BEGIN The data
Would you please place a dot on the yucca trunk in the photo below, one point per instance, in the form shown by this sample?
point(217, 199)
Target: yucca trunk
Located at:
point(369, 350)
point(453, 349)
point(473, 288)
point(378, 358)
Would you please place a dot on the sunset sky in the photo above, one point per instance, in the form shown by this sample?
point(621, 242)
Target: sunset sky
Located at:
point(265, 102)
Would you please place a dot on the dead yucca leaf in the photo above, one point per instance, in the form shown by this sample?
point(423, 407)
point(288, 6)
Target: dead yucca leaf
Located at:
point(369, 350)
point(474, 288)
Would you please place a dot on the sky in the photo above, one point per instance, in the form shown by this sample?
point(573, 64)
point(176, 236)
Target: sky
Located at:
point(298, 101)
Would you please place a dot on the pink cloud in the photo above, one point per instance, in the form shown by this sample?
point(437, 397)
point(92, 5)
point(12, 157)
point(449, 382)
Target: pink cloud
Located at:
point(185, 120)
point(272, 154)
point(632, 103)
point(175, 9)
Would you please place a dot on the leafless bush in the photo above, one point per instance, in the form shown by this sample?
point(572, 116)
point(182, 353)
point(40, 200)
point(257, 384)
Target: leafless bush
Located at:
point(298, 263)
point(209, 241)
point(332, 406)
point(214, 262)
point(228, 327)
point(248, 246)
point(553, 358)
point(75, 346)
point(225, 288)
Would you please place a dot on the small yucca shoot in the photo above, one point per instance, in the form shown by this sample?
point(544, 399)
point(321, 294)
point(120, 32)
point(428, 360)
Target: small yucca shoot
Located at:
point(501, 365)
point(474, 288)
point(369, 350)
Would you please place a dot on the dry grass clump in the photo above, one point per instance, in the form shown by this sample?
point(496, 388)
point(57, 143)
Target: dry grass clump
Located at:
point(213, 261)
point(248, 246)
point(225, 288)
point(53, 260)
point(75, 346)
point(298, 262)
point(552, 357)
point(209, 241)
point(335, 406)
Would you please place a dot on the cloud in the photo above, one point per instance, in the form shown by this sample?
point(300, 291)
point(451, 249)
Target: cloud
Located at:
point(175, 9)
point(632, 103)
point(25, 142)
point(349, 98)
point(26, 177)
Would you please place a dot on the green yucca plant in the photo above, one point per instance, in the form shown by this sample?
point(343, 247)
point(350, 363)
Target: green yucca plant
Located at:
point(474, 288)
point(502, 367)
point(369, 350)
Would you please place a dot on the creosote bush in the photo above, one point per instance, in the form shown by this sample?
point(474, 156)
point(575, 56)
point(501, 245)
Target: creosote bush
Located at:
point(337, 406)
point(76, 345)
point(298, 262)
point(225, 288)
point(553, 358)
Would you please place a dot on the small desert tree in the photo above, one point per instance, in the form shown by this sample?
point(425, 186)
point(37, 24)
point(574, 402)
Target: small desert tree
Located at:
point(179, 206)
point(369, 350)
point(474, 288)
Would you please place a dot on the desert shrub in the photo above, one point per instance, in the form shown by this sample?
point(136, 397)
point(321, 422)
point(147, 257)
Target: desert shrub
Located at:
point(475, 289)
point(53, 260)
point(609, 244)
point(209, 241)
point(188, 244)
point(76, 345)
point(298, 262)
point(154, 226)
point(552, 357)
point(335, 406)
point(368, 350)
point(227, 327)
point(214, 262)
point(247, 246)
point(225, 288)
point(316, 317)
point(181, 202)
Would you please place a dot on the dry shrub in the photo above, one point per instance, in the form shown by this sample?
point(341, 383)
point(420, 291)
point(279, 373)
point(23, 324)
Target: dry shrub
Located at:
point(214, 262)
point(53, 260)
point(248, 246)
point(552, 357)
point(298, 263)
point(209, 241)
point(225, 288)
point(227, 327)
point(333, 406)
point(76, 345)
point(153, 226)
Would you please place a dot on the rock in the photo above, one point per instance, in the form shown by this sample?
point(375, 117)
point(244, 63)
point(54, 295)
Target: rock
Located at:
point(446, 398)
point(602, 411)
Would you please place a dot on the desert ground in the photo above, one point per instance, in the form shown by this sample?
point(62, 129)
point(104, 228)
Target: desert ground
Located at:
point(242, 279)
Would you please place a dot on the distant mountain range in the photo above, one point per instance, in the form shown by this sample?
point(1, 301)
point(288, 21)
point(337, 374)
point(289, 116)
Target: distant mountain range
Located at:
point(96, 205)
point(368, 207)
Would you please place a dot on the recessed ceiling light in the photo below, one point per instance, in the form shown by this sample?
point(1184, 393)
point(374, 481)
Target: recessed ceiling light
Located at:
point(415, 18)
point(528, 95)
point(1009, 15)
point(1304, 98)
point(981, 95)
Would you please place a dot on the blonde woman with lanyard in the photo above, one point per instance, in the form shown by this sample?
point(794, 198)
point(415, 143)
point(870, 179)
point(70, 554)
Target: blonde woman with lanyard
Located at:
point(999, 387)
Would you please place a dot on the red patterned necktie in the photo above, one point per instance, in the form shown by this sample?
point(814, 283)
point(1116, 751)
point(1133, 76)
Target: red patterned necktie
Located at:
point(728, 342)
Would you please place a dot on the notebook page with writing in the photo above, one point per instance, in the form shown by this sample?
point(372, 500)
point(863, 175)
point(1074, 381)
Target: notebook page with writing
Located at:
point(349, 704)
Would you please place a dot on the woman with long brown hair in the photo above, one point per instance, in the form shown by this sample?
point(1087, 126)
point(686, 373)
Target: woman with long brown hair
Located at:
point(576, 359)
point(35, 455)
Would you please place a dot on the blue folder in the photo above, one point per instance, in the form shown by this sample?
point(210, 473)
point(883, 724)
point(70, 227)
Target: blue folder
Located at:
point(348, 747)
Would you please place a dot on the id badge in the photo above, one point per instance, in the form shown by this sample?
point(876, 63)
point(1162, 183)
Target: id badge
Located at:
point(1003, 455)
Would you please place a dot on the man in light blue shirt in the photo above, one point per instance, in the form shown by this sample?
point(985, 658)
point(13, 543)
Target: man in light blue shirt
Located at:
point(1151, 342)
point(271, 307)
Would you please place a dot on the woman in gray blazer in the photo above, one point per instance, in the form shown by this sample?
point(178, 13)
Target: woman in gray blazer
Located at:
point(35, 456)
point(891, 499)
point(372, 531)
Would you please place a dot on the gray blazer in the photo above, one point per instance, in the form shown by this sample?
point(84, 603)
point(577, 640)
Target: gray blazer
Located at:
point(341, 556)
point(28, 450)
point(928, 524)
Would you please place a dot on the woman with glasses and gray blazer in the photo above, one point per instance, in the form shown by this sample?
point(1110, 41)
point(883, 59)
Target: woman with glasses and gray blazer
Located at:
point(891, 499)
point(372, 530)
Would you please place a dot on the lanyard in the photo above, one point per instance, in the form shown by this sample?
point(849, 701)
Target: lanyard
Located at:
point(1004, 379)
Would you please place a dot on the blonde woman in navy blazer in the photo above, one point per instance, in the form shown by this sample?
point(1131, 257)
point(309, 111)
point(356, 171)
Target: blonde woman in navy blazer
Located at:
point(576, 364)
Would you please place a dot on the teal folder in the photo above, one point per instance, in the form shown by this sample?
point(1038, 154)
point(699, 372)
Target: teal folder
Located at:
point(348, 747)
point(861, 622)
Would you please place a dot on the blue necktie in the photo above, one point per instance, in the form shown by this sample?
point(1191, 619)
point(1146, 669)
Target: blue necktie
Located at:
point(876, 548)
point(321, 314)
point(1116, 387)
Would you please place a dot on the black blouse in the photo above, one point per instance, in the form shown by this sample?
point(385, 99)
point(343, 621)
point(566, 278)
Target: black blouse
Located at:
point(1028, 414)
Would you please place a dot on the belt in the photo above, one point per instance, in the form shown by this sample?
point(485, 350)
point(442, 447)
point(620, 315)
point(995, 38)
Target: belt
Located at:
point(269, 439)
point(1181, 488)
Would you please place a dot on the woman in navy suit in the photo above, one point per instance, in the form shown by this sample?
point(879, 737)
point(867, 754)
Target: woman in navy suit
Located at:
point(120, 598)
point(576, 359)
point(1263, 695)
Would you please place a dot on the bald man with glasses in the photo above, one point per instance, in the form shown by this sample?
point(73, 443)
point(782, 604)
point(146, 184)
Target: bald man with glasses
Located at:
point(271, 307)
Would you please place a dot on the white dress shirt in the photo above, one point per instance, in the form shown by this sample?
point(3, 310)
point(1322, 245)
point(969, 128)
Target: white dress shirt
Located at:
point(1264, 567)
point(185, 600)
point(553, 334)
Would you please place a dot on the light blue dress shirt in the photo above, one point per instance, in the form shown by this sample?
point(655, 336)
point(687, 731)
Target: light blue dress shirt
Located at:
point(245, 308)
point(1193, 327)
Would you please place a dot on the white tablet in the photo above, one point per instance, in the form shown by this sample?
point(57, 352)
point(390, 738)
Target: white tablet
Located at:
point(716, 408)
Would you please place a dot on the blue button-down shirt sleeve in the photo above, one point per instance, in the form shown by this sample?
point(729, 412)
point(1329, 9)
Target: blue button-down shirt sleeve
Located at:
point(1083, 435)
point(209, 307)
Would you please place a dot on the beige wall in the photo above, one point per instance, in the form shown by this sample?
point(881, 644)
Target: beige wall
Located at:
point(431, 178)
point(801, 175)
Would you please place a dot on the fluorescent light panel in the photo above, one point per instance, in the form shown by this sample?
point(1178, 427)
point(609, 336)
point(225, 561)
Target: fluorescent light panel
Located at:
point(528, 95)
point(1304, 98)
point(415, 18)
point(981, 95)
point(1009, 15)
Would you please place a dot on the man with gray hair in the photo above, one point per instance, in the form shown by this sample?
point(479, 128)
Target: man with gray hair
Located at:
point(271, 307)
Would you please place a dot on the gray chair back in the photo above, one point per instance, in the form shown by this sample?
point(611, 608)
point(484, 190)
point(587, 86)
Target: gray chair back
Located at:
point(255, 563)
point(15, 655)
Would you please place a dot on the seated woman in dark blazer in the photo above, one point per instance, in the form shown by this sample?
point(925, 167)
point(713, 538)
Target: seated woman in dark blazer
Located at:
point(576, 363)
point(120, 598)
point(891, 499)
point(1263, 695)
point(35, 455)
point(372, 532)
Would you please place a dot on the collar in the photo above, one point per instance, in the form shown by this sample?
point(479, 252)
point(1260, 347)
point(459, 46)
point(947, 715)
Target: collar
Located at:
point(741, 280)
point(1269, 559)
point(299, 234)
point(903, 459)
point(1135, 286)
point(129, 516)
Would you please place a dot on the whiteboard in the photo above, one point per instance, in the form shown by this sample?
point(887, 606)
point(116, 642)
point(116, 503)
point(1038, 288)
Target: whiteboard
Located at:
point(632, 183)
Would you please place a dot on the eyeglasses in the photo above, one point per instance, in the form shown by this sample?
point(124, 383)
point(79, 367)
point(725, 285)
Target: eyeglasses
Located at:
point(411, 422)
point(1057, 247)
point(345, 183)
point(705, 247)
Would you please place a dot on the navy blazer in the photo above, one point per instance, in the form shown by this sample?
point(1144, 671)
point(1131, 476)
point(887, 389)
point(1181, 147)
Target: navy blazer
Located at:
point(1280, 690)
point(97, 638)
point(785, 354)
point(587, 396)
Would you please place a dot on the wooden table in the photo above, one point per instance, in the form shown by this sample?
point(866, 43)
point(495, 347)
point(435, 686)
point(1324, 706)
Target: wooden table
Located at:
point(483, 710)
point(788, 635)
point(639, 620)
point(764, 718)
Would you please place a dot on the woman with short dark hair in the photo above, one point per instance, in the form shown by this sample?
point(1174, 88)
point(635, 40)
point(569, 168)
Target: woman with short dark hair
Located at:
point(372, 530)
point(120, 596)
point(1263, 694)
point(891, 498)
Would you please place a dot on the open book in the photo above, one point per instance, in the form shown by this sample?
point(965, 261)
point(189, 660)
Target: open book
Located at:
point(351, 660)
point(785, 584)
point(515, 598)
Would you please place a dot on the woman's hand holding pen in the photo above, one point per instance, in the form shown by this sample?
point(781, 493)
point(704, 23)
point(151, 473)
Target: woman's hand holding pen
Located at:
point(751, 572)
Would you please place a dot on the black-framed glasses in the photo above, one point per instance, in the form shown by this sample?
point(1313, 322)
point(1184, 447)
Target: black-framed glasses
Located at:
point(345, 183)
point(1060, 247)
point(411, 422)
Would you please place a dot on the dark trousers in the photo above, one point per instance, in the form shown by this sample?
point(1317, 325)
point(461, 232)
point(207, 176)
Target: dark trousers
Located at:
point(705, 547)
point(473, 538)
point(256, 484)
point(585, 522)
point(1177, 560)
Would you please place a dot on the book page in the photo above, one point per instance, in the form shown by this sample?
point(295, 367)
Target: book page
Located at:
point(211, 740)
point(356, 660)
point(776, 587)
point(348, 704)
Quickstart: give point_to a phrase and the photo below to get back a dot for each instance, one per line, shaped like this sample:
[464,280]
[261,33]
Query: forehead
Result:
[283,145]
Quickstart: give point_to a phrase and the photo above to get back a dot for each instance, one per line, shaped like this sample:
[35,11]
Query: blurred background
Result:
END The data
Required work: Whenever a line of the material holds the word "collar", copy it out.

Response to this task:
Would you please place a dot on the collar in the photo above, one point per instance, in the form shown by this sample?
Target: collar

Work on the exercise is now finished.